Aşağıdaki Malta sürgünü metnine göre Hüseyin Rauf Bey'in Malta sürgün numarası kaçtır?

Sayfa metni:
◆ ◆ ◆
Amiral De Robeck, vapura yükleyip Malta’ya yolladığı bu kişileri kısaca Lord Curzon’a tanıtır, listenin üçüncü sırasında bulunan Hüseyin Rauf Bey için; *“Eski Bahriye Nazırı, Milliyetçi hareketin başıca teşkilatçılarından biri, Sivas mebusu,*” der. Adının karşısında da bir rakam vardır; 2776. Bu Rauf Bey’in Malta sürgün numarasıdır. Bundan böyle Rauf Bey, artık İngilizlerin bir konuğu değildir. Kaptan köşkünde ağırlanmaz. Tel örgüler arkasında Polverista kampında tutukludur. Hamidiye kahramanlığı, Bahriye nazırlığı, mütarekenin imzacısı nitelikleriyle de anılmayacaktır. Kendisinden Malta’da ‘savaş tutsağı, siyasal suçlu, savaş suçlusu’, diye söz edildiği olacaktır. Ama bu dönemin İngiliz belgelerinde o, sürekli olarak sadece bu numarayla anılır; 2776 Rauf Bey2! *İşgalci İngilizlerin ilk Malta sürgünü böyle başlar.*

Mondros mütarekesinin ilk aylarında İngilizlerin dikkati, öncelikle Türk cephe komutanlarına dönüktür. *Cephedeki komutanlar kaçak İttihatçılardan daha önemli sayılır. İlerde Malta’ya sürülmek ya da yargılanmak üzere, ilk mimlenen kişiler komutanlardır. Türkiye yenilmiştir. Mütareke imzalanmak zorunda kalınmıştır.* Ama bu yenilgi, müttefiklerin özlediği gibi olmamıştır. Mütareke imzalandığın gün, bugünkü Türkiye toprakları işgal edilmiş değildir. Güney cepheler, aşağı yukarı Milli Misak sınırındadır. Suriye cephesinde Halep düşmüş ama Hatay henüz Türkiye’nin elindedir. Irak’ta cephe ise, Musul şehrinin 60 kilometre kadar güneyindedir. Kafkasya’da ise durum Türkiye için daha elverişlidir.
◆ ◆ ◆
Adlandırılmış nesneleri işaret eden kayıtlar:
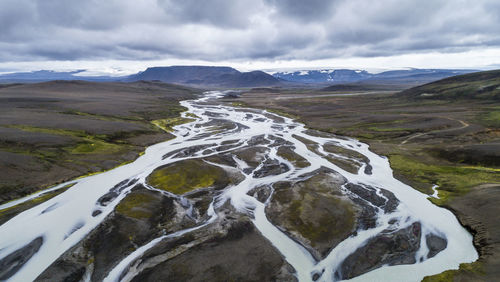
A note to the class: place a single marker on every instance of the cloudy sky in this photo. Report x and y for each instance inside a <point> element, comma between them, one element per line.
<point>123,36</point>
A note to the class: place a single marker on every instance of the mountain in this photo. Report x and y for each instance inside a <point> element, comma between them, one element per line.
<point>342,76</point>
<point>479,85</point>
<point>324,75</point>
<point>206,76</point>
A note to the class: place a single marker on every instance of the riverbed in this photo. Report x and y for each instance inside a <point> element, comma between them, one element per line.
<point>45,232</point>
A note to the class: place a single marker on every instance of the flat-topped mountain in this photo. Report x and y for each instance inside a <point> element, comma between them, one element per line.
<point>341,76</point>
<point>206,76</point>
<point>479,85</point>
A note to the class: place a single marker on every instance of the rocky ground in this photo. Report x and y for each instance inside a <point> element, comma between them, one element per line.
<point>59,130</point>
<point>453,144</point>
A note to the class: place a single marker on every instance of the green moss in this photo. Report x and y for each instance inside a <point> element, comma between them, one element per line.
<point>239,104</point>
<point>291,156</point>
<point>168,123</point>
<point>136,205</point>
<point>191,115</point>
<point>47,130</point>
<point>452,180</point>
<point>466,269</point>
<point>388,129</point>
<point>282,113</point>
<point>93,146</point>
<point>187,175</point>
<point>103,117</point>
<point>491,119</point>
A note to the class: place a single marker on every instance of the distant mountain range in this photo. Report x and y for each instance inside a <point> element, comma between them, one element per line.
<point>207,76</point>
<point>227,77</point>
<point>480,85</point>
<point>332,76</point>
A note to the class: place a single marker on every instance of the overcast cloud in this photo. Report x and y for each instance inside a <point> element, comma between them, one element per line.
<point>243,30</point>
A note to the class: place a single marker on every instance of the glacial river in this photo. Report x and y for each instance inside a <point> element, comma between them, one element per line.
<point>63,221</point>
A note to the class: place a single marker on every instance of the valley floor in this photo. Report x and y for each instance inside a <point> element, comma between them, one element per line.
<point>452,144</point>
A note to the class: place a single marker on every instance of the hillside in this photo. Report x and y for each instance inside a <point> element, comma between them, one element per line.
<point>410,77</point>
<point>479,85</point>
<point>58,130</point>
<point>206,76</point>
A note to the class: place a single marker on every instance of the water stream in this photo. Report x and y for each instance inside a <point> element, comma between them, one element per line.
<point>66,219</point>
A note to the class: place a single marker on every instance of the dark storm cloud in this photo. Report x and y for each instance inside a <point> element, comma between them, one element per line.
<point>241,30</point>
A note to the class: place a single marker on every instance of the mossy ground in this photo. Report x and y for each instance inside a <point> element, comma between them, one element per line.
<point>467,271</point>
<point>453,180</point>
<point>187,175</point>
<point>168,124</point>
<point>288,154</point>
<point>313,209</point>
<point>136,205</point>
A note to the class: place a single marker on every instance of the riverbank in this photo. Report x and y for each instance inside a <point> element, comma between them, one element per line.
<point>56,131</point>
<point>422,140</point>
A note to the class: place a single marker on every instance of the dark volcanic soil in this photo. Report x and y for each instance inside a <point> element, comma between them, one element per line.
<point>55,131</point>
<point>451,143</point>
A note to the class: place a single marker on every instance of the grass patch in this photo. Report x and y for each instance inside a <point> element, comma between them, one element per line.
<point>94,146</point>
<point>490,119</point>
<point>288,154</point>
<point>136,205</point>
<point>168,123</point>
<point>466,269</point>
<point>452,180</point>
<point>282,113</point>
<point>184,176</point>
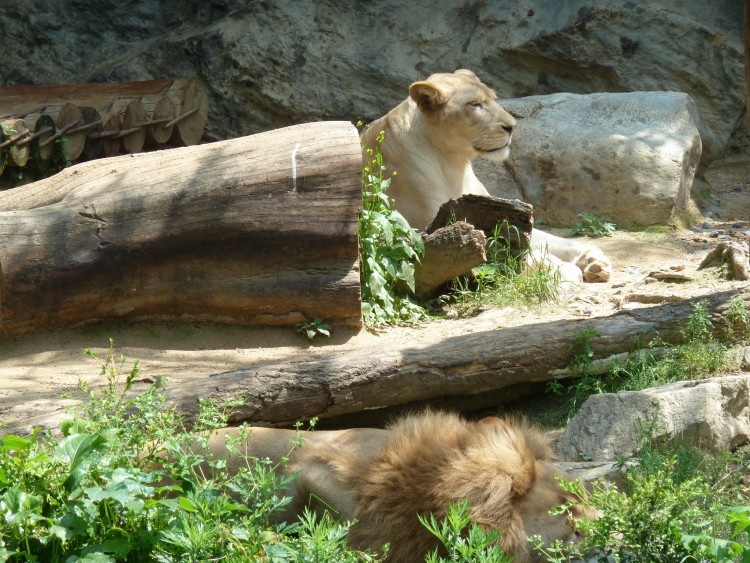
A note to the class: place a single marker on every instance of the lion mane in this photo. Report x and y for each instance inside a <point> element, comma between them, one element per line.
<point>427,461</point>
<point>383,479</point>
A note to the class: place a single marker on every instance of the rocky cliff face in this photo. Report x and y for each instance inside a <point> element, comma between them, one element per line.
<point>270,64</point>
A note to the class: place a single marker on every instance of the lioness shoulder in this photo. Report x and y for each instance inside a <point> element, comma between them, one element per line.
<point>431,138</point>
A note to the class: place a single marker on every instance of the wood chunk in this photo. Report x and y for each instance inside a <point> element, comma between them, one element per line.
<point>449,252</point>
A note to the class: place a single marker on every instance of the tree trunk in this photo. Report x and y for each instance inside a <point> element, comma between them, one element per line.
<point>476,364</point>
<point>65,116</point>
<point>160,111</point>
<point>132,116</point>
<point>256,230</point>
<point>188,98</point>
<point>450,252</point>
<point>471,371</point>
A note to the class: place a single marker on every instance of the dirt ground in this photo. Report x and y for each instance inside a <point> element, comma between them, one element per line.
<point>40,372</point>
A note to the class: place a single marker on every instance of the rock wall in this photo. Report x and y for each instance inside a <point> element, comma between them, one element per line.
<point>271,64</point>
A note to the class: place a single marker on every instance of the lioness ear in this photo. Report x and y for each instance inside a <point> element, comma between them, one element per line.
<point>428,96</point>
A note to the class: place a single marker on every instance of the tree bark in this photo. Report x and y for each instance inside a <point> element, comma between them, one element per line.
<point>450,252</point>
<point>19,154</point>
<point>746,38</point>
<point>474,364</point>
<point>65,116</point>
<point>508,220</point>
<point>470,371</point>
<point>256,230</point>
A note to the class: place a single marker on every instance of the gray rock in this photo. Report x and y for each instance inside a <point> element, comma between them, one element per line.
<point>629,158</point>
<point>713,414</point>
<point>271,64</point>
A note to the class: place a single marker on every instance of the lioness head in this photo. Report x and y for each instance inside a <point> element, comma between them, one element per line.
<point>463,115</point>
<point>502,467</point>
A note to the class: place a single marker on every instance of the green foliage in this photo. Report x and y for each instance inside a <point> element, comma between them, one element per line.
<point>463,540</point>
<point>670,509</point>
<point>98,492</point>
<point>311,329</point>
<point>698,356</point>
<point>504,280</point>
<point>388,248</point>
<point>593,226</point>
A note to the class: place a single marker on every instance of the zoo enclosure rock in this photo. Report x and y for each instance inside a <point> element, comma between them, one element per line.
<point>628,157</point>
<point>322,63</point>
<point>712,414</point>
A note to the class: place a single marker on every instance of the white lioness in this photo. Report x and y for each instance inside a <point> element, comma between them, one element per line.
<point>430,140</point>
<point>420,465</point>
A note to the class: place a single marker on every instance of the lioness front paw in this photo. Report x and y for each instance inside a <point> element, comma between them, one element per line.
<point>596,267</point>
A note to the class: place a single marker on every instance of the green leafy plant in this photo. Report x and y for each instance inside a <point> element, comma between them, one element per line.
<point>669,508</point>
<point>389,248</point>
<point>463,540</point>
<point>99,492</point>
<point>593,226</point>
<point>505,280</point>
<point>313,328</point>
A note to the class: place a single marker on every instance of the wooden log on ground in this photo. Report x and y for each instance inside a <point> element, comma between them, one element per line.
<point>471,370</point>
<point>92,125</point>
<point>3,152</point>
<point>109,136</point>
<point>188,96</point>
<point>450,252</point>
<point>159,111</point>
<point>191,104</point>
<point>65,116</point>
<point>18,153</point>
<point>42,151</point>
<point>256,230</point>
<point>132,116</point>
<point>508,220</point>
<point>482,365</point>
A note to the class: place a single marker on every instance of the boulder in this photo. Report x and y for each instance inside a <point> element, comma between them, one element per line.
<point>712,414</point>
<point>627,157</point>
<point>272,64</point>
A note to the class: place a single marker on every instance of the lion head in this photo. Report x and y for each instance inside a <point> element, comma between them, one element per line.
<point>502,467</point>
<point>431,138</point>
<point>462,115</point>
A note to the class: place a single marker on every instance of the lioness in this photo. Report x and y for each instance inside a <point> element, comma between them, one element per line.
<point>420,465</point>
<point>430,140</point>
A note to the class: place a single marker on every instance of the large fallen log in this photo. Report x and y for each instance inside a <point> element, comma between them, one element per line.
<point>470,371</point>
<point>481,365</point>
<point>188,97</point>
<point>256,230</point>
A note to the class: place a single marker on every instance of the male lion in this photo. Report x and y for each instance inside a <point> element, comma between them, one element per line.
<point>430,140</point>
<point>420,465</point>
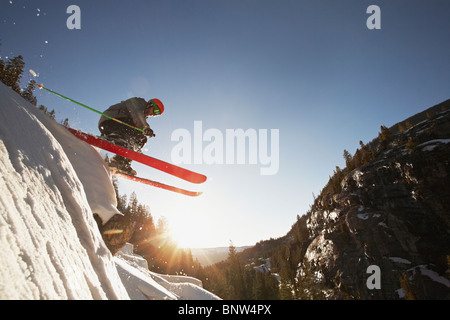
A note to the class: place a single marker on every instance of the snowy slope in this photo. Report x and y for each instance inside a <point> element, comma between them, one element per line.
<point>50,246</point>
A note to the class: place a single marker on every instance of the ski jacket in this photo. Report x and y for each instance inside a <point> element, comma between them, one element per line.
<point>131,111</point>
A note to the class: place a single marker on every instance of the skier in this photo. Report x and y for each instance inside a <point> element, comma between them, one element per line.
<point>134,112</point>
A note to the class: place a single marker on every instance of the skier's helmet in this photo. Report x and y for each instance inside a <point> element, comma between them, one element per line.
<point>158,107</point>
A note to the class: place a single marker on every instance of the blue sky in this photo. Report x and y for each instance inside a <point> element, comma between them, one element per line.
<point>311,69</point>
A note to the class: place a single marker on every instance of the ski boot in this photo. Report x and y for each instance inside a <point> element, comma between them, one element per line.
<point>122,165</point>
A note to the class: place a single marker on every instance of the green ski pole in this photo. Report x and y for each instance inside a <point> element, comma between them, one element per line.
<point>41,86</point>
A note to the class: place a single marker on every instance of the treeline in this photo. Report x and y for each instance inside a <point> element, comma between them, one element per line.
<point>152,240</point>
<point>238,279</point>
<point>229,279</point>
<point>11,73</point>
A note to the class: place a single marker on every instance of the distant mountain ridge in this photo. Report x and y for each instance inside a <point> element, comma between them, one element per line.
<point>208,256</point>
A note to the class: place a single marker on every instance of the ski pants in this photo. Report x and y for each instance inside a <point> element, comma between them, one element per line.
<point>132,139</point>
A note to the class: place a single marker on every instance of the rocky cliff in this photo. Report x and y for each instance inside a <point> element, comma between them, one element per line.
<point>380,228</point>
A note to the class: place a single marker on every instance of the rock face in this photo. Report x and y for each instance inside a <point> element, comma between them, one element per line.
<point>392,213</point>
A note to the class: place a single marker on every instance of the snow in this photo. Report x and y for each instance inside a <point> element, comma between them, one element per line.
<point>51,183</point>
<point>431,144</point>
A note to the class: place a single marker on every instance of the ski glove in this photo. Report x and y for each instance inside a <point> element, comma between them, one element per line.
<point>149,132</point>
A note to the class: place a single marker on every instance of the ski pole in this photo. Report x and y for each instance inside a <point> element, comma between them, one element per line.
<point>41,86</point>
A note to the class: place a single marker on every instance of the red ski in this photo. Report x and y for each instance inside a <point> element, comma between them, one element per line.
<point>166,167</point>
<point>157,184</point>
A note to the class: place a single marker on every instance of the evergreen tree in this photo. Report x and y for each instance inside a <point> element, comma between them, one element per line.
<point>348,160</point>
<point>27,93</point>
<point>12,73</point>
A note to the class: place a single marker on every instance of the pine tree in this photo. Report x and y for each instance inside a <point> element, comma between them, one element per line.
<point>12,73</point>
<point>348,160</point>
<point>27,93</point>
◆ ◆ ◆
Sorunun çözümü: Hüseyin Rauf Bey'in Malta sürgün numarası 2776'dır.